# EXERCISE DESCRIPTION:
The line that contains "Verify: does the picture contain the fire truck?" marks the start. Please set it down, with every later line of the data, exactly and without pictures.

# EXERCISE MATERIAL:
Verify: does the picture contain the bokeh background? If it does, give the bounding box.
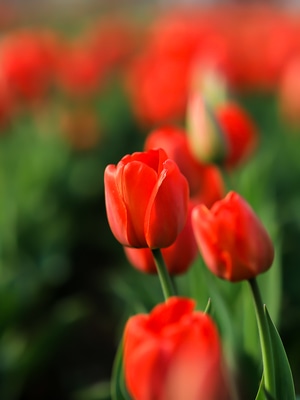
[0,0,300,399]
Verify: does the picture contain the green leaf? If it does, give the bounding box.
[264,306,296,400]
[204,298,212,314]
[111,338,131,400]
[264,389,276,400]
[254,375,276,400]
[255,375,265,400]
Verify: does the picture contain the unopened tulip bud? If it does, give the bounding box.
[186,92,227,165]
[192,191,274,282]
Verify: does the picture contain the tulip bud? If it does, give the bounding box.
[186,92,227,165]
[190,59,230,110]
[192,191,274,282]
[186,92,257,169]
[104,149,189,249]
[124,297,233,400]
[216,102,257,168]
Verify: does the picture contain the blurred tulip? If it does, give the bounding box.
[126,52,190,125]
[279,55,300,127]
[124,297,232,400]
[124,203,198,274]
[55,39,103,97]
[192,191,274,282]
[0,30,57,102]
[125,11,211,126]
[186,92,227,165]
[144,126,224,205]
[216,102,257,168]
[187,91,257,169]
[189,32,233,108]
[104,149,189,249]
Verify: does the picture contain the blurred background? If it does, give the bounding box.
[0,0,300,399]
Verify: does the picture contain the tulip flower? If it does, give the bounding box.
[0,30,57,102]
[216,102,257,168]
[144,126,224,206]
[124,203,198,274]
[186,92,257,169]
[123,297,232,400]
[104,149,189,249]
[187,92,227,165]
[192,191,274,282]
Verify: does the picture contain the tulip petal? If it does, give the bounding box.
[124,298,232,400]
[104,164,130,246]
[192,205,226,277]
[145,160,189,249]
[164,314,229,400]
[121,161,157,247]
[146,297,195,334]
[192,191,274,282]
[124,247,157,274]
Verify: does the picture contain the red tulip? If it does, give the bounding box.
[124,297,232,400]
[126,51,189,125]
[104,149,189,249]
[216,102,257,168]
[192,191,274,282]
[124,203,198,274]
[187,91,258,169]
[144,126,224,206]
[0,30,57,102]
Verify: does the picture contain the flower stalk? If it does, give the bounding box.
[151,248,176,299]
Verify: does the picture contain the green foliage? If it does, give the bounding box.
[265,306,296,400]
[111,339,131,400]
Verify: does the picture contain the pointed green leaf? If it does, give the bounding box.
[254,375,276,400]
[111,338,131,400]
[264,306,296,400]
[204,298,212,315]
[255,375,265,400]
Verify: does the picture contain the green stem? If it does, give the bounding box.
[248,278,276,398]
[151,249,176,300]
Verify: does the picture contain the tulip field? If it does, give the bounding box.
[1,2,300,399]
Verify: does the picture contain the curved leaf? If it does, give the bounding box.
[264,306,295,400]
[111,338,131,400]
[255,375,265,400]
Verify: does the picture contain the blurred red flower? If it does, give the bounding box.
[217,102,257,168]
[55,39,103,97]
[192,191,274,282]
[144,125,224,205]
[187,92,257,169]
[124,297,232,400]
[0,30,57,102]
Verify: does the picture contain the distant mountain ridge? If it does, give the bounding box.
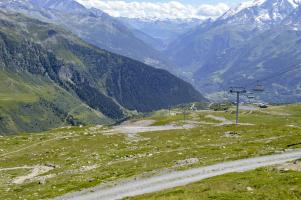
[119,17,203,50]
[164,0,301,102]
[0,0,172,70]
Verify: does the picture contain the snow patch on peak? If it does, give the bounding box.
[221,0,300,19]
[288,0,301,8]
[221,0,265,19]
[220,0,300,24]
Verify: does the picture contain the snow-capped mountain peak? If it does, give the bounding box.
[221,0,265,18]
[219,0,300,25]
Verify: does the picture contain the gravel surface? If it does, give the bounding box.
[104,120,197,135]
[58,149,301,200]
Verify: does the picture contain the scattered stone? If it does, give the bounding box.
[279,168,290,172]
[277,161,301,172]
[174,158,199,167]
[80,165,98,172]
[224,131,240,138]
[88,178,95,183]
[45,163,56,168]
[287,125,299,128]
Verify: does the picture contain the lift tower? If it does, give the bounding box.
[229,87,247,125]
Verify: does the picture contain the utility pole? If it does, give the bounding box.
[183,106,187,122]
[229,87,246,125]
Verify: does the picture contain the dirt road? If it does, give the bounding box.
[104,120,197,135]
[58,149,301,200]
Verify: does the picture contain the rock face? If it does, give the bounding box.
[0,10,206,134]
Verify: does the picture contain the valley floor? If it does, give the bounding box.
[0,104,301,199]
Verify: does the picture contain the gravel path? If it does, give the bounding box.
[104,120,196,135]
[0,165,55,184]
[12,165,54,184]
[205,115,254,126]
[205,115,233,125]
[58,149,301,200]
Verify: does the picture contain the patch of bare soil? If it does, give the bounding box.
[174,158,199,168]
[6,165,56,184]
[104,120,198,136]
[277,160,301,172]
[205,115,254,126]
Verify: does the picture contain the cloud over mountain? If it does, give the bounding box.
[75,0,229,19]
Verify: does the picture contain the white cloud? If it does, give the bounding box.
[75,0,230,20]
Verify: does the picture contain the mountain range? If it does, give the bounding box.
[0,9,205,134]
[0,0,173,70]
[1,0,301,134]
[164,0,301,102]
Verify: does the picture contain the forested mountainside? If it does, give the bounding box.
[0,10,205,134]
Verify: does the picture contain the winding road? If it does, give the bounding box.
[58,149,301,200]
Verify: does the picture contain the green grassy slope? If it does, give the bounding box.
[0,104,300,199]
[0,68,111,134]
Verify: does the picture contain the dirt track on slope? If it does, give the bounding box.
[58,149,301,200]
[104,120,197,135]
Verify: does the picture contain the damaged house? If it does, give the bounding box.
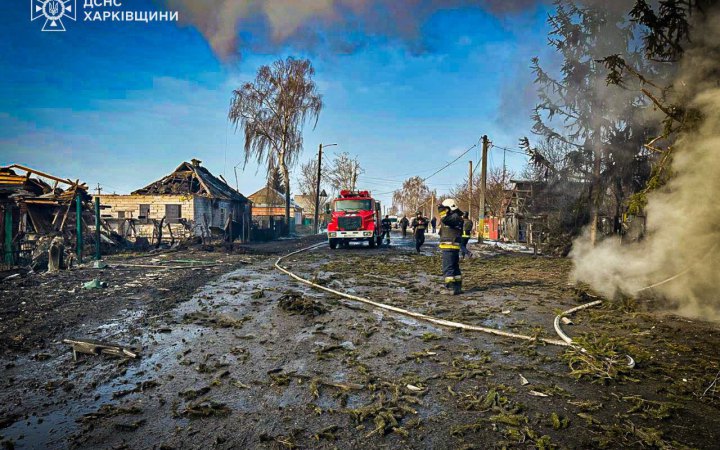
[0,164,96,269]
[501,179,586,245]
[98,159,251,244]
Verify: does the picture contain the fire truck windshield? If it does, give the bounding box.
[334,199,372,212]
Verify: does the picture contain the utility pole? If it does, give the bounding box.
[478,135,489,243]
[315,143,337,234]
[430,190,435,220]
[314,144,323,235]
[468,160,473,220]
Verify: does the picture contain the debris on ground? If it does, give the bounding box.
[62,338,139,360]
[82,279,108,289]
[278,292,328,316]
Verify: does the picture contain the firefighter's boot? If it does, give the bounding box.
[452,281,462,295]
[452,275,462,295]
[444,277,455,292]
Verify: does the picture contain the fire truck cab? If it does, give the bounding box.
[325,190,381,249]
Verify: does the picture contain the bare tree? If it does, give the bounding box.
[297,156,327,220]
[393,176,431,216]
[326,152,363,194]
[229,57,323,235]
[520,137,576,182]
[450,167,514,219]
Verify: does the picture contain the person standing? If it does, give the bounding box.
[438,199,464,295]
[399,215,410,238]
[411,212,428,253]
[430,216,437,234]
[461,211,473,259]
[380,215,392,245]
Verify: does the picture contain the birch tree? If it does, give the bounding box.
[229,57,323,235]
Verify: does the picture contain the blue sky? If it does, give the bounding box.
[0,0,555,206]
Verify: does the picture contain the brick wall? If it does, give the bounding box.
[98,194,195,241]
[97,194,195,220]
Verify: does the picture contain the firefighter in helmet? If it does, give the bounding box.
[438,198,464,295]
[411,211,429,253]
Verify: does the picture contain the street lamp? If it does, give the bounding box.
[315,143,337,234]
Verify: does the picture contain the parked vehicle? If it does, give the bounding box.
[325,190,381,248]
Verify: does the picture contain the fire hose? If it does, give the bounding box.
[274,241,605,349]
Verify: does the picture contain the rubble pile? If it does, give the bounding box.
[0,164,124,271]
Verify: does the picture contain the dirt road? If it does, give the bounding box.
[1,232,719,449]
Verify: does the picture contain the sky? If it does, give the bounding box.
[0,0,555,207]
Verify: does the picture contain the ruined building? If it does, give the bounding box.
[98,160,251,244]
[0,164,95,269]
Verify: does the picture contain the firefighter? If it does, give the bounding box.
[399,215,410,238]
[438,199,464,295]
[411,211,428,253]
[430,216,437,234]
[380,215,392,245]
[461,211,474,259]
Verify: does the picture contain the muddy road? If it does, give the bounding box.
[1,232,719,449]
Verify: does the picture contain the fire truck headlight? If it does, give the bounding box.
[329,232,337,237]
[363,232,371,236]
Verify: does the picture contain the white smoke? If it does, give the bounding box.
[571,9,720,321]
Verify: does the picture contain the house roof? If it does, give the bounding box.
[293,194,315,211]
[249,186,302,210]
[132,160,247,202]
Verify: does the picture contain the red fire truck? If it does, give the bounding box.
[325,190,381,249]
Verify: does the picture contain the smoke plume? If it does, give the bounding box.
[162,0,542,59]
[571,9,720,321]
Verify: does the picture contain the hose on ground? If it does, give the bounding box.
[275,241,577,347]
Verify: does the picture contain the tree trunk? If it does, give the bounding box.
[588,146,602,246]
[282,164,291,237]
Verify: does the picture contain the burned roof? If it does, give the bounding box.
[0,165,90,201]
[132,160,247,202]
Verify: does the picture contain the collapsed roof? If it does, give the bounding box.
[132,159,247,202]
[0,164,90,202]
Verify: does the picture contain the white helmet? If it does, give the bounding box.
[441,198,459,211]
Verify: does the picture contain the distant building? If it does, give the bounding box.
[98,159,251,243]
[248,186,303,236]
[293,194,315,226]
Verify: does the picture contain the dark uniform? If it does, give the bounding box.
[411,214,428,253]
[430,216,437,234]
[399,216,410,238]
[461,213,473,258]
[439,206,464,295]
[380,216,392,245]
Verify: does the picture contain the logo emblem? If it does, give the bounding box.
[31,0,76,31]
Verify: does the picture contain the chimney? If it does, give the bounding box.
[191,158,202,167]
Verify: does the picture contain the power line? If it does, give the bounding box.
[422,143,478,183]
[490,143,527,156]
[372,142,479,196]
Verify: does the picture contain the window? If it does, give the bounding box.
[139,204,150,223]
[220,208,226,226]
[334,200,372,212]
[117,211,125,219]
[165,204,181,223]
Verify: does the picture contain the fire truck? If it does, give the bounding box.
[325,190,382,249]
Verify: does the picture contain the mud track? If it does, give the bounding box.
[1,232,719,449]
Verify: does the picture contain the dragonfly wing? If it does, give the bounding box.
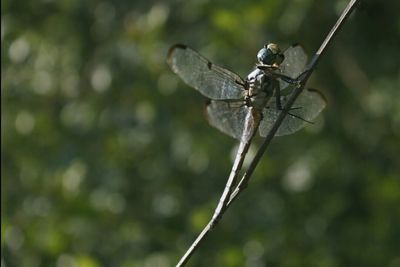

# WRITTEN SOLUTION:
Verify: does the picture contain the fire truck? If it does, give the bounding box.
[325,190,382,249]
Verify: does the picture contain the mud track? If it does, give the bounding box.
[1,232,719,449]
Verify: does the picture contain the dragonfly wing? If it does, give the bounding box.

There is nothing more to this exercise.